Natural-language object grounding data:
╔══

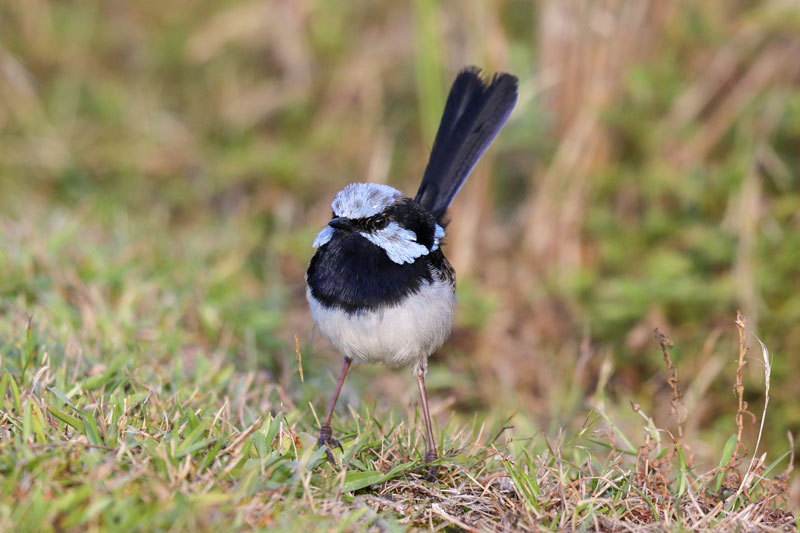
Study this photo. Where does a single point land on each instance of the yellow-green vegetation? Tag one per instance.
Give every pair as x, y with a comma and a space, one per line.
165, 166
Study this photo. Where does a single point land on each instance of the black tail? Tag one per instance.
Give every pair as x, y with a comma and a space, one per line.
473, 116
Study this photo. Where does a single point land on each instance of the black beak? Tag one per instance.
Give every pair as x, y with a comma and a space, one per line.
341, 223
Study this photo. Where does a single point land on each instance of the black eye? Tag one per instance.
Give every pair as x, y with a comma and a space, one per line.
379, 222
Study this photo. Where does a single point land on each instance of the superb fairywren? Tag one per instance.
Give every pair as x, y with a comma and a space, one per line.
379, 287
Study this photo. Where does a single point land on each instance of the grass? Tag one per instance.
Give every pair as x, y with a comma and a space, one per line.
115, 426
164, 170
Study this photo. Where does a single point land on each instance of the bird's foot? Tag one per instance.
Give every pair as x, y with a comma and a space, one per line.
433, 470
326, 439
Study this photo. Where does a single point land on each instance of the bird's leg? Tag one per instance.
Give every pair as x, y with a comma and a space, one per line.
431, 455
325, 435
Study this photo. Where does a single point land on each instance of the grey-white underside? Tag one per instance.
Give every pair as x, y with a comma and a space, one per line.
400, 335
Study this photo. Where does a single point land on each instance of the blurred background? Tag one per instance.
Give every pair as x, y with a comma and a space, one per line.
165, 166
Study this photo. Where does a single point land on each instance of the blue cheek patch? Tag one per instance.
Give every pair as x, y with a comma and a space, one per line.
323, 237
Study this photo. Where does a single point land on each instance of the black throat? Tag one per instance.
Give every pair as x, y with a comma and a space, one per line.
352, 274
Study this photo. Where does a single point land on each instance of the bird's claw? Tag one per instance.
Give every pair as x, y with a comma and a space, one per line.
430, 457
326, 439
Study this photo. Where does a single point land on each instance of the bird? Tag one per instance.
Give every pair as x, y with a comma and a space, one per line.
379, 287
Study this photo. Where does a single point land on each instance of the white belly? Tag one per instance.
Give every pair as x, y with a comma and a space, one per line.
407, 333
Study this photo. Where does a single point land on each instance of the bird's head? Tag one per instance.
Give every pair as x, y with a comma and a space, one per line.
383, 216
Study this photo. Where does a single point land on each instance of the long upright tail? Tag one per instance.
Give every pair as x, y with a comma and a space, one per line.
473, 116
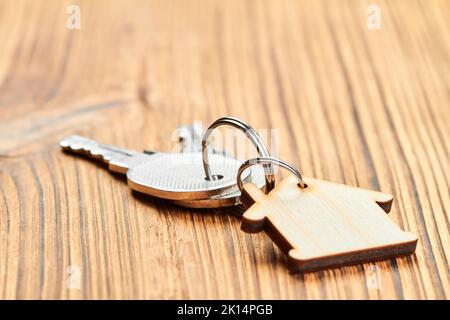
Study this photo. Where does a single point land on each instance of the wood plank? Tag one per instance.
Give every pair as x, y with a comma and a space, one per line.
368, 108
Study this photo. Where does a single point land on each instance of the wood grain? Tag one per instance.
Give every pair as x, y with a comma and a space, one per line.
368, 108
325, 225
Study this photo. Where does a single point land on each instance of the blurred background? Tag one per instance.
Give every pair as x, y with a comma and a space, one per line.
357, 90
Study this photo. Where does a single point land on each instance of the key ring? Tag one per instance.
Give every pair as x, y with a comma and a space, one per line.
251, 134
269, 160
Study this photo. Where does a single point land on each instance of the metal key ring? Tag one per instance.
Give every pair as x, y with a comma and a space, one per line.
251, 134
269, 160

╚══

Goal of the exercise ▸
Whenever a line above contains "white", copy that line.

Task response ▸
Study this photo. Where does a single point land on each instance of the grey-white underside? Tag one per instance.
Study this photo. Where does a single point land on each instance of the white belly? Tag one per instance.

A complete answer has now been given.